┏━━

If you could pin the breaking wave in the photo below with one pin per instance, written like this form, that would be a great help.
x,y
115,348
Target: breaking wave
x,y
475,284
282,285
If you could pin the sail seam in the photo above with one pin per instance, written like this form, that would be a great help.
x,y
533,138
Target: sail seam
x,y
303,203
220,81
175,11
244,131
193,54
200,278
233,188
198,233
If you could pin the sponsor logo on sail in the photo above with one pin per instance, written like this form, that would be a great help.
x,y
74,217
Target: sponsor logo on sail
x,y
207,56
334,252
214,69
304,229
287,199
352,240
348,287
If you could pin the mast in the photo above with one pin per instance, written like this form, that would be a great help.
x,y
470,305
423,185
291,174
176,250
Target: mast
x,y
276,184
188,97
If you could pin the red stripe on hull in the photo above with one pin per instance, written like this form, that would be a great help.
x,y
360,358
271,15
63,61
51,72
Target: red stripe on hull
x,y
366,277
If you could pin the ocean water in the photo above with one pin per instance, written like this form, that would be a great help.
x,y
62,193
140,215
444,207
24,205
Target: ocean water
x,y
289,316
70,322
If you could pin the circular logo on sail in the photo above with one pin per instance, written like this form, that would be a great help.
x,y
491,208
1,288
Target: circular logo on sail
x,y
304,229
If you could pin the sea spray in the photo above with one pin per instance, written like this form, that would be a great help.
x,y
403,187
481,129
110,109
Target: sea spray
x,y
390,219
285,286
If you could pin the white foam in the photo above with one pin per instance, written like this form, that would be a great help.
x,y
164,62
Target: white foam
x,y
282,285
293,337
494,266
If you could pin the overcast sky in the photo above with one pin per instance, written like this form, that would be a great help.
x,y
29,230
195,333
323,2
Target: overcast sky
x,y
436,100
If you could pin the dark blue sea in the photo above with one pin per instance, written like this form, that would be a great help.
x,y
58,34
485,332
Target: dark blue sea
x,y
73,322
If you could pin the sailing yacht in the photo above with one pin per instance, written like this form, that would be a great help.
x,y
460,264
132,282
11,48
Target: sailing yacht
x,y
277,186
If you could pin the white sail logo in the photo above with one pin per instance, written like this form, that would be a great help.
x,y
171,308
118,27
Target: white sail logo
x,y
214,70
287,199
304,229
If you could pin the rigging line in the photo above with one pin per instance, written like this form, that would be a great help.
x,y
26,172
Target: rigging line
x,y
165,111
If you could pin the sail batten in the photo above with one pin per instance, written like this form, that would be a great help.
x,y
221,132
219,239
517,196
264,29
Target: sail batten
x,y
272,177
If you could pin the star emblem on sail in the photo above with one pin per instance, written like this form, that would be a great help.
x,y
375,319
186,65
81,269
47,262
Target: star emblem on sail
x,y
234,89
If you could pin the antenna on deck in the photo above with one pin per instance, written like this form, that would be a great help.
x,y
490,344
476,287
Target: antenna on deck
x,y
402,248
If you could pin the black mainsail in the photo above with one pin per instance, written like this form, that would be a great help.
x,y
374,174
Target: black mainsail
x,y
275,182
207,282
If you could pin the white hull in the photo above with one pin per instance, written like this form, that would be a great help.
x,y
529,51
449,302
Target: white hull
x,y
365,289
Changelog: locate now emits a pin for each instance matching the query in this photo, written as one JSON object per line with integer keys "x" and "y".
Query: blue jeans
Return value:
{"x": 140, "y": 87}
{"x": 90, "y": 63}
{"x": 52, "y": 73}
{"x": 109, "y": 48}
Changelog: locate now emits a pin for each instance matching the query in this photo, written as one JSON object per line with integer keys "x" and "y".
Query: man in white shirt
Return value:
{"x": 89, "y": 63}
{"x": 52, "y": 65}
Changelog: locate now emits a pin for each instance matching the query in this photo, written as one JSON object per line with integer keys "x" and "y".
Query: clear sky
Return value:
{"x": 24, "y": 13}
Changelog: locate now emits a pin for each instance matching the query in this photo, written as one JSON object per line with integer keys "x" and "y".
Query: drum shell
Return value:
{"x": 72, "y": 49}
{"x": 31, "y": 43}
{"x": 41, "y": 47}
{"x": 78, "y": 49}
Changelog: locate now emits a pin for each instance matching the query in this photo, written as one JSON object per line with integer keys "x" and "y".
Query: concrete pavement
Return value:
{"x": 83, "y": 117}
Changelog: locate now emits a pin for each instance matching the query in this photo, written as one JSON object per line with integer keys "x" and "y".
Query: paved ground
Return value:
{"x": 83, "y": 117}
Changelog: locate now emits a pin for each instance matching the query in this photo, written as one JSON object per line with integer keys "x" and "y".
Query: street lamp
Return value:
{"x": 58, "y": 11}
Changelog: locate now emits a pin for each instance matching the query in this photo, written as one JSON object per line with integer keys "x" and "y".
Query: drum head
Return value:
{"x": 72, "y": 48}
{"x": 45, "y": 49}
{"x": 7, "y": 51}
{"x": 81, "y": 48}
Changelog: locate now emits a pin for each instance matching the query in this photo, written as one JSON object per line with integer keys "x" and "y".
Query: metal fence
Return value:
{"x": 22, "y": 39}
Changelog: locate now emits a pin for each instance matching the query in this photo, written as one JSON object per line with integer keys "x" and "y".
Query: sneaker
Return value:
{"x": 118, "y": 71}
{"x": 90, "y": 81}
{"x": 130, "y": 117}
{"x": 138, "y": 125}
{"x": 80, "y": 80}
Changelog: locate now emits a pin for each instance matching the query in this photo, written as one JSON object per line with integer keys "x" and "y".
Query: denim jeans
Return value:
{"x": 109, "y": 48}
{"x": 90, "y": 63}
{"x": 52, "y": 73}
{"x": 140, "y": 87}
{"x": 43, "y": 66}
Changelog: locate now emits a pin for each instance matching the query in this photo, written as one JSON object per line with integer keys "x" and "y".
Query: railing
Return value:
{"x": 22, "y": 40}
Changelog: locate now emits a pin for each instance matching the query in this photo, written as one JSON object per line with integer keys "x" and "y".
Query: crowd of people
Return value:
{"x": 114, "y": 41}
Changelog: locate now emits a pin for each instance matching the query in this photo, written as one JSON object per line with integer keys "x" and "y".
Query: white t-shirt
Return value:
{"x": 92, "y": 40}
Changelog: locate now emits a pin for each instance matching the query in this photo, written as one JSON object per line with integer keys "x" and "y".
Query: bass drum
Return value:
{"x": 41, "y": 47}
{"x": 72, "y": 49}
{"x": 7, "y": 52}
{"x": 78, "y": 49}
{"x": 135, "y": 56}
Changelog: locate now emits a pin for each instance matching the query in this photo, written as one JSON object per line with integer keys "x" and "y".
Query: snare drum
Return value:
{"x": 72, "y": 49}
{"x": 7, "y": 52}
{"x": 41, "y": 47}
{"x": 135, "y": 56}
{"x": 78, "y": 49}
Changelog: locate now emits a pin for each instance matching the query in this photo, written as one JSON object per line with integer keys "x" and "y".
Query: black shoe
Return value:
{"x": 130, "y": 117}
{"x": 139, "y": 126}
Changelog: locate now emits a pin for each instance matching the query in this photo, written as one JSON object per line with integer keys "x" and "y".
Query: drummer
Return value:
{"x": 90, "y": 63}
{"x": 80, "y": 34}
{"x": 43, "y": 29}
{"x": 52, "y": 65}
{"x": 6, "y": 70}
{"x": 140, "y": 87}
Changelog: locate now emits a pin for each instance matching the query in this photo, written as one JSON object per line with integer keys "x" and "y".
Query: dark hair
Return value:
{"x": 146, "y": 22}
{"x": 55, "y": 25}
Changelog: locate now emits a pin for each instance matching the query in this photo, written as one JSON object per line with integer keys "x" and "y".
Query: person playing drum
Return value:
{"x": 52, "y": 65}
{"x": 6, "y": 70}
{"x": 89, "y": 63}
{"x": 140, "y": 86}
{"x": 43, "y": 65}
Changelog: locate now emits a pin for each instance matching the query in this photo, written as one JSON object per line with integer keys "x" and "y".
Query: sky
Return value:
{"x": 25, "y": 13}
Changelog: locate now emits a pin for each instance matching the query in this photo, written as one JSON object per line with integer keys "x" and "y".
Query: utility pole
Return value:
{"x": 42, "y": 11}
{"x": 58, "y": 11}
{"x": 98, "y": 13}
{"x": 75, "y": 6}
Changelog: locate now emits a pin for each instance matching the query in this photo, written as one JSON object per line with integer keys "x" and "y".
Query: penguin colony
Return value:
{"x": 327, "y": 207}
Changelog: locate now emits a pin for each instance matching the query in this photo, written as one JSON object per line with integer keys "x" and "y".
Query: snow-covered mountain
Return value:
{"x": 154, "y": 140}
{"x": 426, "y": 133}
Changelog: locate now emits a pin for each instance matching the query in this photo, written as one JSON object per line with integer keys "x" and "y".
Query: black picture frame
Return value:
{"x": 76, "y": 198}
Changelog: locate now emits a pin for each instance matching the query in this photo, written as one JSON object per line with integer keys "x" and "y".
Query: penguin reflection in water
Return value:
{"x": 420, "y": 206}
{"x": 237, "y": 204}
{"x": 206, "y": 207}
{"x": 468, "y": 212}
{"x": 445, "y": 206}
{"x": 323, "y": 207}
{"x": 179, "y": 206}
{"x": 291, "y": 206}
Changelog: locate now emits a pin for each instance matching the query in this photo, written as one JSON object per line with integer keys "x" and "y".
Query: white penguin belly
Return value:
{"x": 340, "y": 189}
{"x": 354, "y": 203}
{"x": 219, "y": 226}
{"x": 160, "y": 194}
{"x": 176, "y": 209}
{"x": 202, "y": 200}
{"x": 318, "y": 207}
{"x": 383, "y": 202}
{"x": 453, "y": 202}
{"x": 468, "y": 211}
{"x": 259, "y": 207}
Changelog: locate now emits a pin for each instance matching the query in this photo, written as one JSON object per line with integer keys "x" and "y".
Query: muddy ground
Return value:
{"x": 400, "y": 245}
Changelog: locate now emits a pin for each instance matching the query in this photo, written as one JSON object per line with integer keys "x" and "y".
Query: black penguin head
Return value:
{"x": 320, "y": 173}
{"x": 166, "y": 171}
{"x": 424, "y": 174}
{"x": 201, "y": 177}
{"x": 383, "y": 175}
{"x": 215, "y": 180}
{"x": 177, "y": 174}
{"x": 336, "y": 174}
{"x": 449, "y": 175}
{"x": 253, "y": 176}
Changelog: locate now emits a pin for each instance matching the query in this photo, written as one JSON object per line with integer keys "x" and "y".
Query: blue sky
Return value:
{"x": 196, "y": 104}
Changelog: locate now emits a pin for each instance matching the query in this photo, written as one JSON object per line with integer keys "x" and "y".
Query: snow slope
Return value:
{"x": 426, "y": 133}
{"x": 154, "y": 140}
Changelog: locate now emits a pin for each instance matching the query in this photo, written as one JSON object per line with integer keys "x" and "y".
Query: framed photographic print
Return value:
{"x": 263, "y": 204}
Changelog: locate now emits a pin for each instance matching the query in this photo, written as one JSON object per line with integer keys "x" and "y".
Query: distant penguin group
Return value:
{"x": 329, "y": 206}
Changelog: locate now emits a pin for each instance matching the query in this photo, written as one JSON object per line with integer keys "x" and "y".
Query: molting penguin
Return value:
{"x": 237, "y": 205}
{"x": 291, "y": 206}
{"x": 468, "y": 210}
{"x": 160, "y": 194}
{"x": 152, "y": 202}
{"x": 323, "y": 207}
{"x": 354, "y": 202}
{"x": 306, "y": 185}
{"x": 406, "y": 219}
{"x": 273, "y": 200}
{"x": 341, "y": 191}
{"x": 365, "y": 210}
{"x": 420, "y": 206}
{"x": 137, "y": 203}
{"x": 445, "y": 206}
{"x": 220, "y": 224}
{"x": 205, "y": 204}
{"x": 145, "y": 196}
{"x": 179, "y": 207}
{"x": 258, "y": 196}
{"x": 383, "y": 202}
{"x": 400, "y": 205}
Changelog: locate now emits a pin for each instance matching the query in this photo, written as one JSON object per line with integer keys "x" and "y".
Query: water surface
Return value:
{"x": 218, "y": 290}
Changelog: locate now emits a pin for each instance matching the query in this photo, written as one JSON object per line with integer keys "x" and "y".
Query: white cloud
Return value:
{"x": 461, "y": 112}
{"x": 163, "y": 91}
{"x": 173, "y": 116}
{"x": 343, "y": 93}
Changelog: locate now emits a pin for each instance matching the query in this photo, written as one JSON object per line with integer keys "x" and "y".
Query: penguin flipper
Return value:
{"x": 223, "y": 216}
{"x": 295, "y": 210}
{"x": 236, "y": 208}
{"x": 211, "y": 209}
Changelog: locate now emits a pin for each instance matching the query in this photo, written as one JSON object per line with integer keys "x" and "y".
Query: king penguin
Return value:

┗━━

-- Goal of the exercise --
The lines to extract from the data above begin with the line containing "Query: blue sky" and end with the line containing "Query: molting penguin". Extract them exactly, including both.

-- Reply to the task --
Query: blue sky
Return value:
{"x": 196, "y": 104}
Changelog: locate now emits a pin for each instance matching the query in this photo, written as one JSON object per line with integer keys "x" and "y".
Query: snow slope
Return value:
{"x": 426, "y": 133}
{"x": 154, "y": 140}
Changelog: locate now emits a pin for each instance matching the query in this photo, written as one JSON object per line with integer keys "x" and "y".
Query: framed photographic print
Return value:
{"x": 263, "y": 204}
Changelog: locate now emits a pin for each instance matching the query in this photo, written as one JSON object per line with integer keys "x" and "y".
Query: distant penguin group
Return value:
{"x": 329, "y": 206}
Changelog: locate now emits a pin for each instance matching the query in this photo, written as one JSON object per line with integer keys "x" and "y".
Query: molting penguin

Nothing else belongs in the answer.